## WHAT YOU HAVE TO DO
Locate the line that contains "of the dark". Copy it and every following line through the end of the records, exactly, and include nothing else.

## DATASET
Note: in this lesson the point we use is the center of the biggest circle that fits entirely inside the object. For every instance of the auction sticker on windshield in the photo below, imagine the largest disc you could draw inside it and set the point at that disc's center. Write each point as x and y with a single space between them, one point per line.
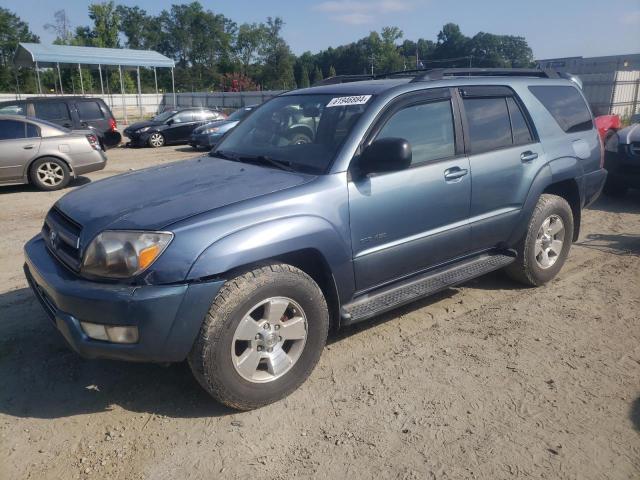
354 100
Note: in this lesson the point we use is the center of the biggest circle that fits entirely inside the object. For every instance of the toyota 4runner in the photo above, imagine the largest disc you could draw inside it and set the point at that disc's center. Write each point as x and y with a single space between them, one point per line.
241 262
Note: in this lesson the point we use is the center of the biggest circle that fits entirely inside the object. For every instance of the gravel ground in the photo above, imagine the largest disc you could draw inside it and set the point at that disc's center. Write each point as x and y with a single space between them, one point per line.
488 380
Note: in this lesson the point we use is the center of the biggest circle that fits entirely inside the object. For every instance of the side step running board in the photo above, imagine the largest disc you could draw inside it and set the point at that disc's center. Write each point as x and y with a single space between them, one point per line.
426 284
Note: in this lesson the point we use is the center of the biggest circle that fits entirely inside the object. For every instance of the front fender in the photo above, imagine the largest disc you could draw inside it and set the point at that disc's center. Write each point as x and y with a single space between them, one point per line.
277 238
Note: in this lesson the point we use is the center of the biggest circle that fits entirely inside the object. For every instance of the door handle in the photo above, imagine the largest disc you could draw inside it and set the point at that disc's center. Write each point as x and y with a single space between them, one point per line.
454 173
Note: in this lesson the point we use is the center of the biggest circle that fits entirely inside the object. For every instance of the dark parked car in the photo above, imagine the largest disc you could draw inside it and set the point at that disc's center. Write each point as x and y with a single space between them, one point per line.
208 135
74 113
622 161
170 127
241 263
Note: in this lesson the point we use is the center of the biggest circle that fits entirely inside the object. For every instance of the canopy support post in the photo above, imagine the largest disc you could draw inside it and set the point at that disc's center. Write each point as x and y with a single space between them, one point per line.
81 82
60 79
101 84
124 106
139 91
173 86
38 77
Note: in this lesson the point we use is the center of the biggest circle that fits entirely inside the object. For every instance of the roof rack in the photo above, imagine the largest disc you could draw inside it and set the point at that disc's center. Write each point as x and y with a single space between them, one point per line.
440 73
424 75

## WORKED SOLUTION
Note: in this lesson the point we use is the center of the biggest circle that fits entirely inside the object. For every instance of the dark parked car in the photo above, imagine the largest disc you could draw inside it and set the point at that disc's center. Write each point as x and y with a single space between them, one point per line.
208 135
74 113
622 161
170 127
241 263
Note: in this lesson the point we use is the center of the biggest circle that fits entirely inside the object. For every instance of the canopy support post in the photo above, imagine the largest disc you could draw inside it and set the point at that disc's center. Write each point as x and y with a single space between them, one point per line.
81 82
60 79
101 84
124 106
139 91
173 86
38 77
Note: in this lesson the point we use is the center of the biggest circle that fits entirely inside the object. For every instance of the roof rack in the photo above, imagine the largest disc you could draw inside it and set the point at that disc's center. Write each point as x and y with a single space between them, one point per line.
440 73
424 75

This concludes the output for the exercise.